[Begin SELECTED EXCERPT]
Embracing Microservices : Data Consistency

Overview

At this new microservices article we will discuss the concept of data and its impact on our microservices architecture design. Data consistency refers to the state where all data related to an event within our system remains consistent. Our main goal is to achieve data consistency in our system, both in ideal scenarios and under varying conditions.

Example

For instance, when a customer places an order on our website, we need to update the stock levels, create delivery records, and send confirmation emails. These actions are triggered by a single event in the new system, which involves placing an order. Under normal circumstances, we can successfully send the email, update the stock, and create the order record.

However, there may be situations where things don’t go as planned. For example, when checking the stock levels, you might discover insufficient stock, requiring the order to be canceled. Even in such cases, data consistency is crucial. The records associated with the order must either be undone or updated to reflect the cancellation.

Traditionally, handling events within a system involved treating the entire event, along with all associated data updates and creations, as a single transaction. Transactions group all data operations together, allowing for successful commits when all operations within the transaction are completed. In case of any failure, the entire transaction can be rolled back, reverting all data changes associated with that transaction.

Implementing the transaction mechanism in traditional monolithic systems was relatively straightforward because all the required data resided in a single, unified database. This centralized data approach made it easier to lock the data and ensure consistency using concurrency mechanisms.

aT mICROSERVICES

However, when it comes to microservices architecture, implementing transactions can be complex. This is because our system now consists of a distributed architecture with multiple components and services, each performing different functions. Furthermore, not only is your architecture distributed, but your data is also distributed. So, when you place an order, the data associated with that order is spread across multiple services. Consequently, you have to interact with multiple services to update the data related to the order. For example, you might communicate with an order service to create the order record, a stock service to check and update stock levels, and an email service to generate the email confirmation record. The entire transaction for an order is now distributed across the architecture.

In a microservices architecture, executing a distributed transaction heavily relies on the network infrastructure. This reliance introduces significant impacts on the transaction process.
[End SELECTED EXCERPT]
[Begin DATASET ENTRIES]
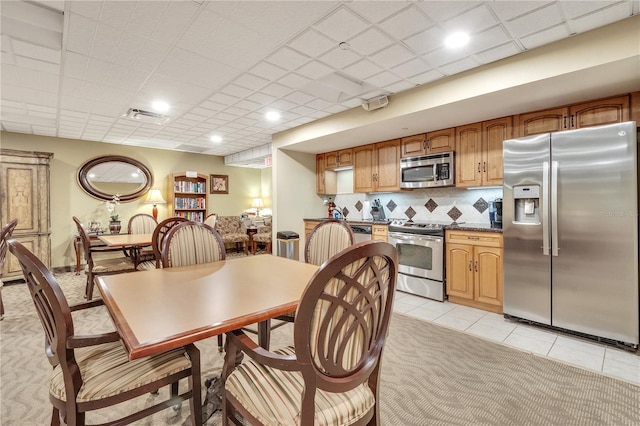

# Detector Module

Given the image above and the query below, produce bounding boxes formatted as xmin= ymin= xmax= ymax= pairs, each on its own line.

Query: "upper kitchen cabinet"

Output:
xmin=353 ymin=139 xmax=400 ymax=192
xmin=456 ymin=117 xmax=513 ymax=187
xmin=316 ymin=154 xmax=338 ymax=195
xmin=324 ymin=148 xmax=353 ymax=170
xmin=515 ymin=95 xmax=629 ymax=137
xmin=400 ymin=128 xmax=456 ymax=158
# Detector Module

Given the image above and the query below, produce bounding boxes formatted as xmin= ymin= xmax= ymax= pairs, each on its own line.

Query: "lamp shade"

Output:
xmin=144 ymin=189 xmax=167 ymax=204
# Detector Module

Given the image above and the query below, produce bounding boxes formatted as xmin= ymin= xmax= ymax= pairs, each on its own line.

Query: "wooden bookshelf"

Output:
xmin=168 ymin=173 xmax=209 ymax=222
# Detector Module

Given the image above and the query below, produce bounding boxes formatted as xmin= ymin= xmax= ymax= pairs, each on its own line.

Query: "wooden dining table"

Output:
xmin=97 ymin=255 xmax=318 ymax=360
xmin=98 ymin=234 xmax=153 ymax=268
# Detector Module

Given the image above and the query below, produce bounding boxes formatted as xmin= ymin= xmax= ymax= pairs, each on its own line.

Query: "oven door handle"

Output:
xmin=389 ymin=232 xmax=442 ymax=243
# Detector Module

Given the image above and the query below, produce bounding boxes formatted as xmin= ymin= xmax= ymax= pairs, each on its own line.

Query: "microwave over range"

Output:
xmin=400 ymin=151 xmax=455 ymax=188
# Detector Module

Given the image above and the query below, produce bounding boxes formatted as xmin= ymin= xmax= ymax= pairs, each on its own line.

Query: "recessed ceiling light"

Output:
xmin=151 ymin=101 xmax=169 ymax=112
xmin=265 ymin=111 xmax=280 ymax=121
xmin=444 ymin=32 xmax=469 ymax=48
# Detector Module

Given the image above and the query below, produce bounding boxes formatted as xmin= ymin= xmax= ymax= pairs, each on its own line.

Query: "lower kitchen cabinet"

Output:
xmin=445 ymin=231 xmax=502 ymax=313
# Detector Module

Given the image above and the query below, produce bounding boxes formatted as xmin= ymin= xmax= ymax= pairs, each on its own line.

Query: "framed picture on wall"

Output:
xmin=209 ymin=175 xmax=229 ymax=194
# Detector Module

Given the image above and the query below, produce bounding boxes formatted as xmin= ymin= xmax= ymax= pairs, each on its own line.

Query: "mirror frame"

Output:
xmin=78 ymin=155 xmax=153 ymax=201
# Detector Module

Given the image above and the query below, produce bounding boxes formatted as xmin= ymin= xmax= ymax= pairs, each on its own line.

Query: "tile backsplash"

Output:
xmin=333 ymin=187 xmax=502 ymax=224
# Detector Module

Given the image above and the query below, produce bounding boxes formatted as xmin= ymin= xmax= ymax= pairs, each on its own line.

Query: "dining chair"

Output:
xmin=73 ymin=216 xmax=136 ymax=300
xmin=138 ymin=216 xmax=189 ymax=270
xmin=222 ymin=241 xmax=398 ymax=426
xmin=9 ymin=240 xmax=202 ymax=425
xmin=276 ymin=219 xmax=355 ymax=327
xmin=125 ymin=213 xmax=158 ymax=262
xmin=162 ymin=221 xmax=227 ymax=352
xmin=0 ymin=219 xmax=18 ymax=320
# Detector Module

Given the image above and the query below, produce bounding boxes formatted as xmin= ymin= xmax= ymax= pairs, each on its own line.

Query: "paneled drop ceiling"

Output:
xmin=0 ymin=0 xmax=639 ymax=167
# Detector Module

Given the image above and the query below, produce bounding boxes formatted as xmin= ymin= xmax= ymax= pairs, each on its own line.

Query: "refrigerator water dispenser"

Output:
xmin=513 ymin=185 xmax=540 ymax=224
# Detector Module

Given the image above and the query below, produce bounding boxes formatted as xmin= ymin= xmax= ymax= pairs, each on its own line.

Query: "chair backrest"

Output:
xmin=0 ymin=219 xmax=18 ymax=277
xmin=9 ymin=240 xmax=75 ymax=372
xmin=127 ymin=213 xmax=158 ymax=234
xmin=73 ymin=216 xmax=93 ymax=271
xmin=151 ymin=216 xmax=189 ymax=268
xmin=162 ymin=222 xmax=226 ymax=268
xmin=304 ymin=219 xmax=355 ymax=265
xmin=293 ymin=241 xmax=398 ymax=424
xmin=216 ymin=216 xmax=242 ymax=234
xmin=204 ymin=213 xmax=218 ymax=229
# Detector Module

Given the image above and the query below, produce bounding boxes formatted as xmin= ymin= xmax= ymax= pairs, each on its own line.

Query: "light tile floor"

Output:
xmin=393 ymin=291 xmax=640 ymax=385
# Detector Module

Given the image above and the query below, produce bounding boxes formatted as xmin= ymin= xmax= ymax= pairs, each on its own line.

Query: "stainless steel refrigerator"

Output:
xmin=502 ymin=122 xmax=640 ymax=347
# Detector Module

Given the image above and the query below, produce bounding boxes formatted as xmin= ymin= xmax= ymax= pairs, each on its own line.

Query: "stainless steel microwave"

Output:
xmin=400 ymin=151 xmax=455 ymax=188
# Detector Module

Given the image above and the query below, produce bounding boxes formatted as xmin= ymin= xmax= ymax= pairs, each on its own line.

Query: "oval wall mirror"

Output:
xmin=78 ymin=155 xmax=153 ymax=201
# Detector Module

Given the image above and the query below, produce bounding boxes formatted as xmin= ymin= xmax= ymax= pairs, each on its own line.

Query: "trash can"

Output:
xmin=276 ymin=231 xmax=300 ymax=260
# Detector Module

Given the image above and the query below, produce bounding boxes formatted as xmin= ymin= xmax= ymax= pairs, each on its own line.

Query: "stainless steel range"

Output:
xmin=389 ymin=220 xmax=445 ymax=302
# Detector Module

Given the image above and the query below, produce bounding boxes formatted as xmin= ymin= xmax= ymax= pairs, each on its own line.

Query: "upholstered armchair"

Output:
xmin=216 ymin=216 xmax=249 ymax=254
xmin=251 ymin=218 xmax=273 ymax=254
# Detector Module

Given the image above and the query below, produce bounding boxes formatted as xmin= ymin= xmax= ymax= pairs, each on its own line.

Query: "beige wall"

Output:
xmin=0 ymin=132 xmax=264 ymax=267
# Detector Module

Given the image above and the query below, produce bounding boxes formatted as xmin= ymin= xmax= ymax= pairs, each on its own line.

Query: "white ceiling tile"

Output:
xmin=250 ymin=61 xmax=287 ymax=81
xmin=314 ymin=7 xmax=369 ymax=42
xmin=505 ymin=5 xmax=562 ymax=37
xmin=278 ymin=73 xmax=309 ymax=89
xmin=391 ymin=58 xmax=429 ymax=78
xmin=417 ymin=0 xmax=482 ymax=22
xmin=67 ymin=13 xmax=97 ymax=55
xmin=520 ymin=24 xmax=569 ymax=50
xmin=289 ymin=29 xmax=336 ymax=58
xmin=349 ymin=28 xmax=393 ymax=56
xmin=475 ymin=42 xmax=520 ymax=64
xmin=344 ymin=59 xmax=382 ymax=80
xmin=369 ymin=44 xmax=413 ymax=68
xmin=297 ymin=61 xmax=333 ymax=80
xmin=319 ymin=47 xmax=361 ymax=69
xmin=283 ymin=91 xmax=315 ymax=105
xmin=267 ymin=47 xmax=310 ymax=70
xmin=348 ymin=0 xmax=414 ymax=23
xmin=366 ymin=71 xmax=402 ymax=88
xmin=442 ymin=3 xmax=498 ymax=34
xmin=570 ymin=2 xmax=637 ymax=33
xmin=380 ymin=6 xmax=432 ymax=40
xmin=490 ymin=0 xmax=553 ymax=21
xmin=386 ymin=80 xmax=416 ymax=94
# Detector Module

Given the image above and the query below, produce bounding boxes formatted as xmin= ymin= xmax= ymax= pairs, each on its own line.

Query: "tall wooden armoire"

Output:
xmin=0 ymin=149 xmax=53 ymax=281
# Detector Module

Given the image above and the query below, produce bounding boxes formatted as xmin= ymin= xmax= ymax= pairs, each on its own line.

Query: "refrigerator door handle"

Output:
xmin=542 ymin=161 xmax=550 ymax=256
xmin=551 ymin=161 xmax=559 ymax=256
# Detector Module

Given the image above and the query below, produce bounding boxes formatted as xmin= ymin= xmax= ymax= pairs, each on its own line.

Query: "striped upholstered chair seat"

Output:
xmin=9 ymin=240 xmax=202 ymax=426
xmin=222 ymin=241 xmax=397 ymax=426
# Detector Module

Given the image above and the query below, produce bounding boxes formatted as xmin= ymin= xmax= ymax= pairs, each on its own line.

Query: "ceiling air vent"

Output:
xmin=124 ymin=108 xmax=169 ymax=125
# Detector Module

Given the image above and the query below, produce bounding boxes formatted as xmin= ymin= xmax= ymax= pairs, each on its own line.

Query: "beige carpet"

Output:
xmin=0 ymin=273 xmax=640 ymax=426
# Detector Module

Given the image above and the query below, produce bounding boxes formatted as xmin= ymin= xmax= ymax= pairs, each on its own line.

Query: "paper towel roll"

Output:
xmin=362 ymin=201 xmax=373 ymax=220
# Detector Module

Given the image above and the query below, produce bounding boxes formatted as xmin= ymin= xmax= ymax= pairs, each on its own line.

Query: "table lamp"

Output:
xmin=144 ymin=189 xmax=167 ymax=221
xmin=251 ymin=198 xmax=264 ymax=216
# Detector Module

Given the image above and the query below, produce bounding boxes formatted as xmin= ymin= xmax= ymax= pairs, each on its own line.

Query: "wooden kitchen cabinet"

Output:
xmin=324 ymin=148 xmax=353 ymax=170
xmin=353 ymin=139 xmax=400 ymax=192
xmin=445 ymin=231 xmax=503 ymax=313
xmin=455 ymin=117 xmax=513 ymax=187
xmin=515 ymin=95 xmax=630 ymax=137
xmin=316 ymin=154 xmax=338 ymax=195
xmin=400 ymin=127 xmax=456 ymax=158
xmin=371 ymin=225 xmax=389 ymax=243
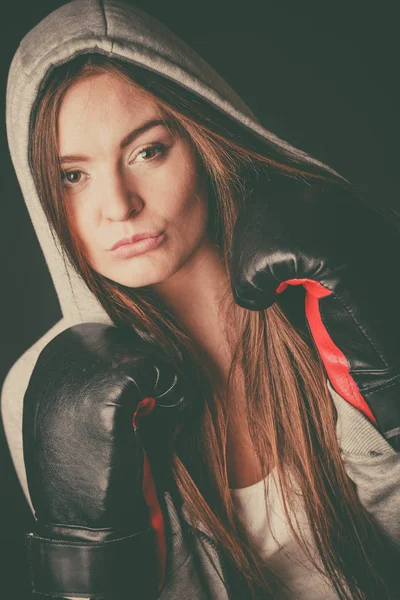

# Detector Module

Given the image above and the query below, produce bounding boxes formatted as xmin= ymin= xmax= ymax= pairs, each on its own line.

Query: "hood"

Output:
xmin=6 ymin=0 xmax=347 ymax=326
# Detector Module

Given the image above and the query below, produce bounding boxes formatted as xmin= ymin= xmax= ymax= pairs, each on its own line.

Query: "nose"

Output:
xmin=100 ymin=169 xmax=143 ymax=221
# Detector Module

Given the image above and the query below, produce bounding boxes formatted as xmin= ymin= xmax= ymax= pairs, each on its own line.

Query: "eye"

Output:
xmin=129 ymin=142 xmax=168 ymax=165
xmin=61 ymin=169 xmax=83 ymax=187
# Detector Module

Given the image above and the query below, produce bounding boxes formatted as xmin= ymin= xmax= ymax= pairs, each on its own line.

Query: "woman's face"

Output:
xmin=58 ymin=74 xmax=212 ymax=287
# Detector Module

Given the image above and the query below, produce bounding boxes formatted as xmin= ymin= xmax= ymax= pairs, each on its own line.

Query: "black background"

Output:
xmin=0 ymin=0 xmax=400 ymax=600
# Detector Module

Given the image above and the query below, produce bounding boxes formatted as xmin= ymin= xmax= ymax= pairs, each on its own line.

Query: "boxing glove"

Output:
xmin=23 ymin=323 xmax=191 ymax=600
xmin=229 ymin=173 xmax=400 ymax=450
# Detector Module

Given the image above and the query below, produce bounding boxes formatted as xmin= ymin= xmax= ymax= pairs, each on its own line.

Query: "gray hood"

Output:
xmin=6 ymin=0 xmax=347 ymax=326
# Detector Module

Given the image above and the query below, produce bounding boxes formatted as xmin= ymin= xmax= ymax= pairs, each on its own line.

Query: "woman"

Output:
xmin=3 ymin=0 xmax=400 ymax=599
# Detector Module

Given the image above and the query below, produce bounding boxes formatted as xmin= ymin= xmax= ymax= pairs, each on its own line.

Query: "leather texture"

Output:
xmin=23 ymin=323 xmax=190 ymax=600
xmin=230 ymin=174 xmax=400 ymax=450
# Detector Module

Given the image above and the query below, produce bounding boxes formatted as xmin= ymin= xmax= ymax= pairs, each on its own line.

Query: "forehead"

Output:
xmin=57 ymin=73 xmax=161 ymax=145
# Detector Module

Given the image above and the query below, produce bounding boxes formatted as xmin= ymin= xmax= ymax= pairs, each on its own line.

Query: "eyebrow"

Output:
xmin=59 ymin=119 xmax=171 ymax=163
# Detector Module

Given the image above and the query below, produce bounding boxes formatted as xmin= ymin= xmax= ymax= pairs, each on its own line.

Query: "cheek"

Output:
xmin=161 ymin=144 xmax=208 ymax=226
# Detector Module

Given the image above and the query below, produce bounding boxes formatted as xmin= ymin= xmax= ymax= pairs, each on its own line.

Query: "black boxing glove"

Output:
xmin=230 ymin=173 xmax=400 ymax=450
xmin=23 ymin=323 xmax=190 ymax=600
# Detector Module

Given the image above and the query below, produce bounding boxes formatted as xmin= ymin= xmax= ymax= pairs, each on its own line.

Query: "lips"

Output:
xmin=108 ymin=233 xmax=166 ymax=259
xmin=109 ymin=231 xmax=162 ymax=250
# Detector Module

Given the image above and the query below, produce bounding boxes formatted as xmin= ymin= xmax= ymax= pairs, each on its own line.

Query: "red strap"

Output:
xmin=132 ymin=398 xmax=167 ymax=591
xmin=276 ymin=279 xmax=376 ymax=425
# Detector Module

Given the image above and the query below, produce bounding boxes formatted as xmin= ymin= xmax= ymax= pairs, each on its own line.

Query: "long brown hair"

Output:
xmin=30 ymin=53 xmax=396 ymax=600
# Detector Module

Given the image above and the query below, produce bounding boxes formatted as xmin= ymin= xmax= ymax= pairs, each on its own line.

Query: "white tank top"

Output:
xmin=231 ymin=471 xmax=339 ymax=600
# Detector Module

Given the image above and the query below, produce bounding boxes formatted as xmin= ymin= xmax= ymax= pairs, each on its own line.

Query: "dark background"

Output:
xmin=0 ymin=0 xmax=400 ymax=600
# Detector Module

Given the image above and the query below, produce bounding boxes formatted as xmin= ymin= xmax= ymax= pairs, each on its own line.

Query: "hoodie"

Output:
xmin=2 ymin=0 xmax=400 ymax=600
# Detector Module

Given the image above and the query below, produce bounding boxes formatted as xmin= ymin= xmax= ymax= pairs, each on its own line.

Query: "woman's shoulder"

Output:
xmin=327 ymin=381 xmax=400 ymax=549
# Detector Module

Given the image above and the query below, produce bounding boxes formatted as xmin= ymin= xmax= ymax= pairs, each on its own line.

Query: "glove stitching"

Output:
xmin=328 ymin=292 xmax=390 ymax=369
xmin=29 ymin=528 xmax=153 ymax=548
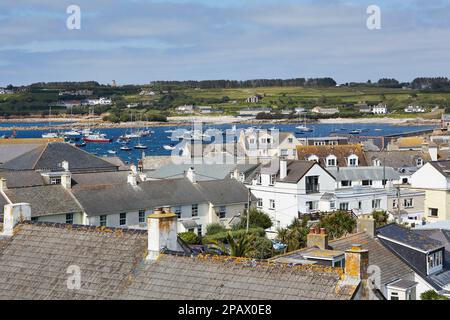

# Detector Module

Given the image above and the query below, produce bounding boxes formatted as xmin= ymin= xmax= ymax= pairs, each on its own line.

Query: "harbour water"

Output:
xmin=0 ymin=122 xmax=433 ymax=163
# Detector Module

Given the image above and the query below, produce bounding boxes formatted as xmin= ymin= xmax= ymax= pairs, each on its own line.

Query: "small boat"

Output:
xmin=83 ymin=133 xmax=112 ymax=143
xmin=163 ymin=145 xmax=175 ymax=151
xmin=295 ymin=125 xmax=314 ymax=132
xmin=42 ymin=132 xmax=58 ymax=139
xmin=63 ymin=129 xmax=81 ymax=139
xmin=134 ymin=143 xmax=148 ymax=150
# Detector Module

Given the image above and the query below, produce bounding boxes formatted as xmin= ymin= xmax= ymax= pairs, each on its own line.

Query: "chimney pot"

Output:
xmin=186 ymin=167 xmax=197 ymax=183
xmin=306 ymin=228 xmax=328 ymax=250
xmin=1 ymin=203 xmax=31 ymax=236
xmin=0 ymin=178 xmax=8 ymax=191
xmin=345 ymin=243 xmax=369 ymax=280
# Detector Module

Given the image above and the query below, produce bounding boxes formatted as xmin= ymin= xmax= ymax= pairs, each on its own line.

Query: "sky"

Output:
[End DATASET ENTRIES]
**WHAT THIS EXERCISE ASKS**
• A. Name every service that the article on microservices data consistency says you might communicate with when an order is placed.
• B. According to the microservices data consistency article, why was implementing the transaction mechanism relatively straightforward in traditional monolithic systems?
• C. Continue the article on microservices data consistency from its final sentence.
The listing is separate material and has no connection to the article on microservices data consistency.

**OUTPUTS IN ORDER**
• A.
- Order service
- Stock service
- Email service

• B. All the required data resided in a single, unified database.

• C.
For example, if there were inadequate stock levels, the transaction would need to be rolled back. However, with the involvement of the network infrastructure, there is an added risk. When checking the stock levels, the stock service may not be accessible due to a network issue. In such cases, the transaction needs to be handled and rolled back appropriately to ensure data consistency, such as canceling the order.

The CAP theorem, which states that network failures are inevitable, becomes particularly relevant in distributed systems. When designing transactions within such a system, one must consider the trade-off between data availability and data consistency.

At this article , we will explore patterns that help guarantee data consistency in your microservices architecture. However, it is essential to understand that these patterns often require making compromises between availability and consistency. Each pattern we introduce will emphasize the specific compromises made to achieve data consistency within your microservices architecture

CAP Theorem Briefing

The CAP theorem is a fundamental principle in distributed computing that identifies trade-offs between three desirable properties: Consistency, Availability, and Partition Tolerance. The theorem is named CAP, representing the first letters of these three properties, and it states that a distributed system can only satisfy two out of these three properties at the same time. Here’s a breakdown of these properties:

  1. Consistency: Every read operation from the system returns the most recent write. This property ensures that all nodes see the same data at the same time. An example of a consistent system is a single-node database. The CAP theorem’s consistency is equivalent to linearizability or atomic consistency, which is a very strong form of consistency.
  2. Availability: Every request to the system returns a response (without any error) about whether it succeeded or failed. This property ensures that the system remains operational and responsive despite failures.
  3. Partition Tolerance: The system continues to function despite network partitions or message loss. A network partition is a communication break within the system, typically due to a network outage, where a group of nodes can’t communicate with one or more other nodes.

While it might seem ideal to strive for all three properties, the CAP theorem states that in any given distributed system, you can only guarantee two out of the three in the presence of a network partition.

  • A system that chooses consistency over availability is described as CP. When a partition occurs, it stops serving requests rather than returning potentially incorrect data.
  • A system that chooses availability over consistency is described as AP. It continues to serve requests when a partition occurs, but the data might not be the latest.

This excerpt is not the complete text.